• **AUFGABE 1**
Gib bitte die Zeilen der Einträge wortgetreu wieder, beginnend mit der Zeile mit „the <item>floating dock</item>?“ bis einschließlich der Zeile mit „POLYGON ((774 476, 725“. Lass die Bilder dabei weg.

• **TEXTAUSZUG**
******
Was viele nicht wissen: Die THG-Quote ist keine reine deutsche Erfindung, sondern sie geht auf Vorgaben der Europäischen Union zurück. Die EU hat im Rahmen ihrer Klimapolitik die sogenannte RED III beschlossen: Das ist die dritte Version der „Renewable Energy Directive“, also der Richtlinie zur Förderung erneuerbarer Energien. In der RED III ist genau geregelt, welchen Anteil erneuerbarer Energien jeder Mitgliedstaat in verschiedenen Sektoren, zum Beispiel Verkehr, erreichen muss. Deutschland muss diese RED III in nationales Recht umsetzen.
******
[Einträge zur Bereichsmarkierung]
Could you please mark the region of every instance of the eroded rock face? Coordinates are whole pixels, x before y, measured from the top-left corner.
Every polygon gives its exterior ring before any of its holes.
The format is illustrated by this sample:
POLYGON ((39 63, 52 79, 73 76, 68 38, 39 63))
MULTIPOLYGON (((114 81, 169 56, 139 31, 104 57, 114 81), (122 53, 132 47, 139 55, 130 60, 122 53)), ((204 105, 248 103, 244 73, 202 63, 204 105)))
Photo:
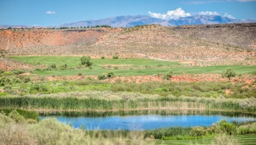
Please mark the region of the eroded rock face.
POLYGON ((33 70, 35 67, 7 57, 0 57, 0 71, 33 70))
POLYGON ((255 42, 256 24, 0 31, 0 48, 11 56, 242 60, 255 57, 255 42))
******
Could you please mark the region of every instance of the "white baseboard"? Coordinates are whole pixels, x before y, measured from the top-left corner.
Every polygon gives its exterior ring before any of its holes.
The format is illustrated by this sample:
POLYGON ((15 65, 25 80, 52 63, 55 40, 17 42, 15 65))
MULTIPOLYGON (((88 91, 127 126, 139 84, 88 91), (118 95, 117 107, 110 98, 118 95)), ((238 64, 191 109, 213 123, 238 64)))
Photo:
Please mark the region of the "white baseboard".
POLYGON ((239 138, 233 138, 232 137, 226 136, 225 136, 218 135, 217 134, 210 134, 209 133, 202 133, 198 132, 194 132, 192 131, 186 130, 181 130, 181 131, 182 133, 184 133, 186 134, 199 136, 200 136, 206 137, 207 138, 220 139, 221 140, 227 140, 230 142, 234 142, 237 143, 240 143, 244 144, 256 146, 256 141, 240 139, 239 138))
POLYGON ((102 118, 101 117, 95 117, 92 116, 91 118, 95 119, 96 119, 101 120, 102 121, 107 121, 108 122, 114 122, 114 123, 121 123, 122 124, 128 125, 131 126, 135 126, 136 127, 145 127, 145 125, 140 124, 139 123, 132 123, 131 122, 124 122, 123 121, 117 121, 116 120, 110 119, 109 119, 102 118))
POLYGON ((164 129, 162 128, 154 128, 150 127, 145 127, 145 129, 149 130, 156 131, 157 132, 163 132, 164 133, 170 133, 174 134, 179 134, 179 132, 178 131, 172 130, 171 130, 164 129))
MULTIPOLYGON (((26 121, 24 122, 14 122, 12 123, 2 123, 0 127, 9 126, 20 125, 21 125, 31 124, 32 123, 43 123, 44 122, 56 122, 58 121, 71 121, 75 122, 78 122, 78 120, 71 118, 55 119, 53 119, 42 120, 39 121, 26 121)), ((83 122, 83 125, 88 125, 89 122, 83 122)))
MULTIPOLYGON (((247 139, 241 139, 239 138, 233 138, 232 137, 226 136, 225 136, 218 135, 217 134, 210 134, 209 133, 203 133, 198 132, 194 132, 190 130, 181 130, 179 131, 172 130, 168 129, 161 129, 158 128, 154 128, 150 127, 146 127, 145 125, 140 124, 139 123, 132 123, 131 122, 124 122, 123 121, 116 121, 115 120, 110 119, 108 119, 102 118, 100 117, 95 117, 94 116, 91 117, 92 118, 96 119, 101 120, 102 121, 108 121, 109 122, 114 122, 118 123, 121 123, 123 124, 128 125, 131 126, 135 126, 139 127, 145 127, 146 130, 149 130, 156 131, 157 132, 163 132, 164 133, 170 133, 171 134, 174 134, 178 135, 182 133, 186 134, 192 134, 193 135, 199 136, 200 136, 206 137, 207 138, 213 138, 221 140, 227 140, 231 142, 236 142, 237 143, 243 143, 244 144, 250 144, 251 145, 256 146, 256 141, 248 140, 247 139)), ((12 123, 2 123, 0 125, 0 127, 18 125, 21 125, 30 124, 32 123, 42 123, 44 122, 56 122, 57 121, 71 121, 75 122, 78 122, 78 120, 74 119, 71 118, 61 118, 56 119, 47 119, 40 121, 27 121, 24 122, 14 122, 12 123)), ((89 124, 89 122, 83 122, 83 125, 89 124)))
******
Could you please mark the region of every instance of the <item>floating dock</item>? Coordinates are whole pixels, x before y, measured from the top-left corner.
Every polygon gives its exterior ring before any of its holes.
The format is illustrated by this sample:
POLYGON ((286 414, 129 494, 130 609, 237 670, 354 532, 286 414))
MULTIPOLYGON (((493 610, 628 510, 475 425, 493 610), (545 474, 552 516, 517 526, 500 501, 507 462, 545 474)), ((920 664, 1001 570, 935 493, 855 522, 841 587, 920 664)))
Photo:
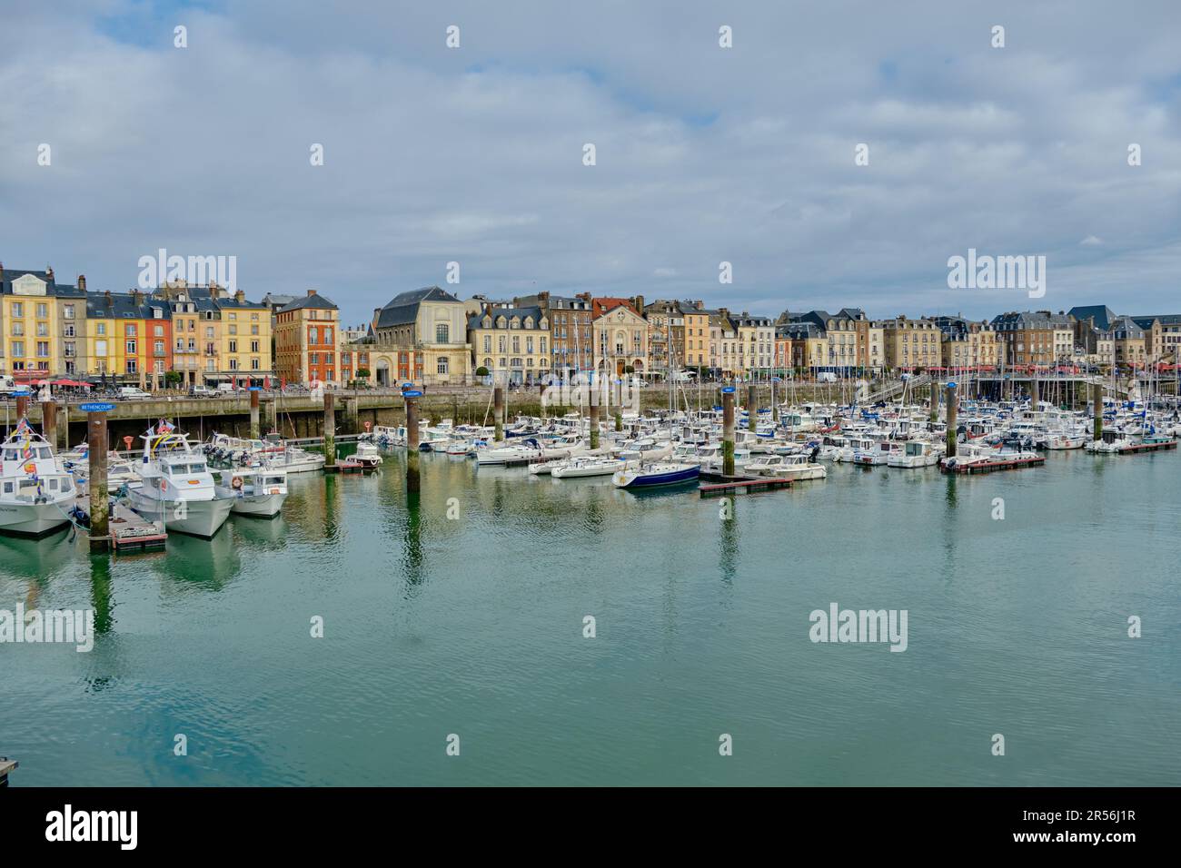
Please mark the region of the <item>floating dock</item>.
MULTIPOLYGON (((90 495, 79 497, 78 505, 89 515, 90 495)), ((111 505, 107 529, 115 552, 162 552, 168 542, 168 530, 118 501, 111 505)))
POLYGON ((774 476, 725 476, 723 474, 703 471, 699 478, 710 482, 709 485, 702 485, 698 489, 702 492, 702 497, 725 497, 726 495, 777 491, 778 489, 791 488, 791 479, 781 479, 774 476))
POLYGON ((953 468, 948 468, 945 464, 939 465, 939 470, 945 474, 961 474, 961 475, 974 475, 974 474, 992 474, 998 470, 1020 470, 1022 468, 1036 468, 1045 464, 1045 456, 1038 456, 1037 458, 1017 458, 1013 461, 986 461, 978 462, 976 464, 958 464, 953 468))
******
• **AUFGABE 2**
Schreib den Text über die THG-Quote weiter, und zwar im Anschluss an seinen letzten Satz.

• **ENDERGEBNIS 1**
Could you please mark the region of every instance of the <item>floating dock</item>? Coordinates are whole pixels, x before y, measured from the top-left corner.
Every polygon gives its exterior ring before any of its holes.
The format is illustrated by this sample:
POLYGON ((286 414, 129 494, 130 609, 237 670, 354 532, 286 414))
MULTIPOLYGON (((493 610, 628 510, 475 425, 493 610), (545 474, 552 516, 517 526, 500 501, 507 462, 545 474)), ((920 664, 1001 570, 935 493, 855 522, 841 587, 920 664)))
Photo:
Please mark the region of the <item>floating dock</item>.
MULTIPOLYGON (((90 495, 79 497, 78 505, 89 515, 90 495)), ((111 505, 107 529, 115 552, 162 552, 168 542, 168 530, 118 501, 111 505)))
POLYGON ((774 476, 725 476, 723 474, 703 471, 699 478, 710 482, 709 485, 702 485, 698 489, 702 492, 702 497, 725 497, 726 495, 777 491, 778 489, 791 488, 791 479, 781 479, 774 476))

• **ENDERGEBNIS 2**
Hier ist genau das Problem verankert: Die Umsetzung ins deutsche Recht verzögert sich immer wieder. Dabei wäre der Handlungsbedarf längst offensichtlich. In den vergangenen Jahren gab es immer wieder Betrugsfälle und massive Marktverzerrungen, weil klare gesetzliche Vorgaben fehlten oder zu ungenau waren. Eine echte Reform ist deshalb überfällig, nicht nur um den Vorgaben aus Brüssel gerecht zu werden, sondern ebenfalls, um das System robuster, glaubwürdiger und fälschungssicher zu gestalten.
Reform auf den letzten Drücker – zu spät für den Markt
Aktuell liegt nur ein erster Entwurf für eine Gesetzesänderung vor, obwohl die RED III auf EU-Ebene bereits beschlossen wurde und Deutschland sie eigentlich bis spätestens 2025 umsetzen müsste. Genauer gesagt: eine Änderung des Bundes-Immissionsschutzgesetzes (BImSchG), in dem die Regeln für die THG-Quote verankert sind. Erst Mitte Juni kam der Entwurf und geplant ist nun, dass das Bundeskabinett im Oktober 2025 darüber entscheidet und der Bundestag ihn am 18. Dezember erstmals diskutiert.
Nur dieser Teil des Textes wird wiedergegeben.